- SET EXERCISE:
Please output the records as a two-column CSV with the columns input and output, one row per record holding its text and its answer, each in a single quoted field with line breaks replaced by spaces. Begin at the line that contains "trace --target=dense shrub" and stop after the line that contains "187L253 190L256 40L242".

- MATERIAL TO PROCESS:
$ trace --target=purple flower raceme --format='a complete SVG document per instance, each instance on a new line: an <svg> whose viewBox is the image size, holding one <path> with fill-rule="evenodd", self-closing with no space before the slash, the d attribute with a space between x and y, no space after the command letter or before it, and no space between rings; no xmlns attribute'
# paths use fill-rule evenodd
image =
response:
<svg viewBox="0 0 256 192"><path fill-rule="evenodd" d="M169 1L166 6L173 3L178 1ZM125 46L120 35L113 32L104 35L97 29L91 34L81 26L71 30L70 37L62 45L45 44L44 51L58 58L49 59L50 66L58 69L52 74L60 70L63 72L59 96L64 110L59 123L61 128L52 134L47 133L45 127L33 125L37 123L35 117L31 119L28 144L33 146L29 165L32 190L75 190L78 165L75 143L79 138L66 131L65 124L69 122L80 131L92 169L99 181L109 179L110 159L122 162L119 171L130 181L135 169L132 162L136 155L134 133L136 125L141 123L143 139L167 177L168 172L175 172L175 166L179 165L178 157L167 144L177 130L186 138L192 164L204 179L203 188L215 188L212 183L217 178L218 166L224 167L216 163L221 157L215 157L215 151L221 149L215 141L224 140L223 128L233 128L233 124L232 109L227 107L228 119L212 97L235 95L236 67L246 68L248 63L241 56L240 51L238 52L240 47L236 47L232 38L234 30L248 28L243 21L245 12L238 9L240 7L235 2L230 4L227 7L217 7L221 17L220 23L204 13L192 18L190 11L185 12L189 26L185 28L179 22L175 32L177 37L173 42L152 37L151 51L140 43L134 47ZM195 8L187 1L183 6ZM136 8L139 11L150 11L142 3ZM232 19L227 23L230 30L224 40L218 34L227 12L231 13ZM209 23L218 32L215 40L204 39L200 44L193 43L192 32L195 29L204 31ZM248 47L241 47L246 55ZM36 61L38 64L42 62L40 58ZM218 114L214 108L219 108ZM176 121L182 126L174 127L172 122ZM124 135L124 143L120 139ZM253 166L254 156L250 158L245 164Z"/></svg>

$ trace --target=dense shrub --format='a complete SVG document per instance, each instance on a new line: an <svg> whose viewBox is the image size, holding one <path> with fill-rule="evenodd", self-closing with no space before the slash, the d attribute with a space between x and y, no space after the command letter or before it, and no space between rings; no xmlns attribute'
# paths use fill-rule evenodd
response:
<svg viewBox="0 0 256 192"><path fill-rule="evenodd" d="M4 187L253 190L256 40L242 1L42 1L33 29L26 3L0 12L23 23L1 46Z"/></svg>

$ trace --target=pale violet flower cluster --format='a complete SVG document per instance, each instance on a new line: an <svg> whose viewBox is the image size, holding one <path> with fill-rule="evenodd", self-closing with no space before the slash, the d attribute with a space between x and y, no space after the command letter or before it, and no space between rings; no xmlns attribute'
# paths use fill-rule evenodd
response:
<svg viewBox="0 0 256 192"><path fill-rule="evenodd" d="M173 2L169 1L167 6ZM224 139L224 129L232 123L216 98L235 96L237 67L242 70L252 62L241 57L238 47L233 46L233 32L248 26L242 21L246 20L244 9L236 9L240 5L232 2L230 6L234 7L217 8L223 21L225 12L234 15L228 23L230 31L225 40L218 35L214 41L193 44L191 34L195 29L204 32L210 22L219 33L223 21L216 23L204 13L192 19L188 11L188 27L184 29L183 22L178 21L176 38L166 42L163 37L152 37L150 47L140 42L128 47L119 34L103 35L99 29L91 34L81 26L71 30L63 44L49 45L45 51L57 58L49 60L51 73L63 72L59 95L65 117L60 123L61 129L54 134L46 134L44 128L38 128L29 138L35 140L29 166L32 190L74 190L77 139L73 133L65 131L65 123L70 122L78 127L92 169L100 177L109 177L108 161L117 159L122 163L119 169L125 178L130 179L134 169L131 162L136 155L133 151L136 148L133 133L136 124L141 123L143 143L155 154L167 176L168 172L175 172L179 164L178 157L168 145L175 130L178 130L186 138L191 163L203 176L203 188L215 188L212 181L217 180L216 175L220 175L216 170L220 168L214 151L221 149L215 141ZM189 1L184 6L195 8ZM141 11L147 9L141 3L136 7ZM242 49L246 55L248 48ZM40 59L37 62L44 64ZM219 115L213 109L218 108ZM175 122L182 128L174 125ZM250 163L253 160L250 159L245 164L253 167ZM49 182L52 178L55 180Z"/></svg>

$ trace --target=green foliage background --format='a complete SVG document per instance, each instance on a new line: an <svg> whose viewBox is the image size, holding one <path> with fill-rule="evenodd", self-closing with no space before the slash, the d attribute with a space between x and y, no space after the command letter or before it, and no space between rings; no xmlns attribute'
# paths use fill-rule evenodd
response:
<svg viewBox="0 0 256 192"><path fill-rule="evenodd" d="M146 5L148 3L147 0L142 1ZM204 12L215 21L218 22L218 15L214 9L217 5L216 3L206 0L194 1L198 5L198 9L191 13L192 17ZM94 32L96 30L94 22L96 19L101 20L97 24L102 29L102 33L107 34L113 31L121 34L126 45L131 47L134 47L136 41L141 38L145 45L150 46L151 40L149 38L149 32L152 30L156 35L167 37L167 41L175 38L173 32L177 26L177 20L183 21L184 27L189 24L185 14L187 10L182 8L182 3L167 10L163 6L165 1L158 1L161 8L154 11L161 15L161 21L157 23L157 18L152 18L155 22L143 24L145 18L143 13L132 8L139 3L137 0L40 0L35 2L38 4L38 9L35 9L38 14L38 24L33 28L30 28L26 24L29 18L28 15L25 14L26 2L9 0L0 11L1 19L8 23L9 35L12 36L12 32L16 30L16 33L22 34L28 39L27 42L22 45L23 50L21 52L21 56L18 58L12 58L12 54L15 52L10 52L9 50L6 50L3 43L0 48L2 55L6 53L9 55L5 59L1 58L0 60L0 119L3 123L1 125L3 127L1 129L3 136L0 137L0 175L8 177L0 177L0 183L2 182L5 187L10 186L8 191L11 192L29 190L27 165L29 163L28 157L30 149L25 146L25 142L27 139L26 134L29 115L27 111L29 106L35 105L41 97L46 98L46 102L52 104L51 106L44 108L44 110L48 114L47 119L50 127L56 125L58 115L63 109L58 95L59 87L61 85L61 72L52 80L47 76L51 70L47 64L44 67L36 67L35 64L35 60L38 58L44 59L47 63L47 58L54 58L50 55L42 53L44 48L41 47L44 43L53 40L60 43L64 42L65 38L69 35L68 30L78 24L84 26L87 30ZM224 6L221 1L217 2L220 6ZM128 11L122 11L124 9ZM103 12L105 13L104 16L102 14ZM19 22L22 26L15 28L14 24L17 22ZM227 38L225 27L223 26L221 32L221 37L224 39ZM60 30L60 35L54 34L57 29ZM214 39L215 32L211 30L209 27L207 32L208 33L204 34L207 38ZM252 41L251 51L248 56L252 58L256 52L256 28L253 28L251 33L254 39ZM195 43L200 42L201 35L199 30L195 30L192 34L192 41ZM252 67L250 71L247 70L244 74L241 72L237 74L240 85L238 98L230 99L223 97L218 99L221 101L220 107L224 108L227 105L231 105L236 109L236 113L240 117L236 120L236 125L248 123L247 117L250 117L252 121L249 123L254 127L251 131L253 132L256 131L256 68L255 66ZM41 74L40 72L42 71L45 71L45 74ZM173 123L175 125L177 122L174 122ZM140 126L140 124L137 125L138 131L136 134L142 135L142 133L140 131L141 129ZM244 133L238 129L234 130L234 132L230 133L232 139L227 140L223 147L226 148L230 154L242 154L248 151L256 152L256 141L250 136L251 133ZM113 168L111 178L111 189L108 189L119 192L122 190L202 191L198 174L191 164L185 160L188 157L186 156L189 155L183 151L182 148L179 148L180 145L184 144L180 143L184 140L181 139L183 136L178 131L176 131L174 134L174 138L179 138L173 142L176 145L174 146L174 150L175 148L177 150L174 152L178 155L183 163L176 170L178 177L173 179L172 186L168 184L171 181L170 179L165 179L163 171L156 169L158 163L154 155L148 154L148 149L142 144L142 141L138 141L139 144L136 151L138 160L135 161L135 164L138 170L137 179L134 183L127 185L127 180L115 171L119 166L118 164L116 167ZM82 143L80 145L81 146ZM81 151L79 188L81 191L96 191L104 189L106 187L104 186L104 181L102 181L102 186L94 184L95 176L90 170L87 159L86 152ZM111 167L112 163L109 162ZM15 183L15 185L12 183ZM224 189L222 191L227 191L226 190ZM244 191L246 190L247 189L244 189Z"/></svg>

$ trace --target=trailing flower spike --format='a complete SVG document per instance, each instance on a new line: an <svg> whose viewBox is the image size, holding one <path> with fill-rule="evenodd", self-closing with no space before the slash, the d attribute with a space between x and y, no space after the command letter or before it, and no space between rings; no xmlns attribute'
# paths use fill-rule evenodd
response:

- RESPONSE:
input,output
"$ trace --target=dense shrub --format='a complete SVG document per instance, each instance on a new line: an <svg> whose viewBox is the image size, holding one <path> with fill-rule=""evenodd"", self-closing with no space before the slash, the d attribute with a space between x and y, no space after the command letter or before it, and no space between rings; no xmlns attribute' # paths use fill-rule evenodd response:","<svg viewBox=""0 0 256 192""><path fill-rule=""evenodd"" d=""M4 187L253 190L256 40L242 1L42 1L33 29L26 3L0 12L23 23L1 46Z""/></svg>"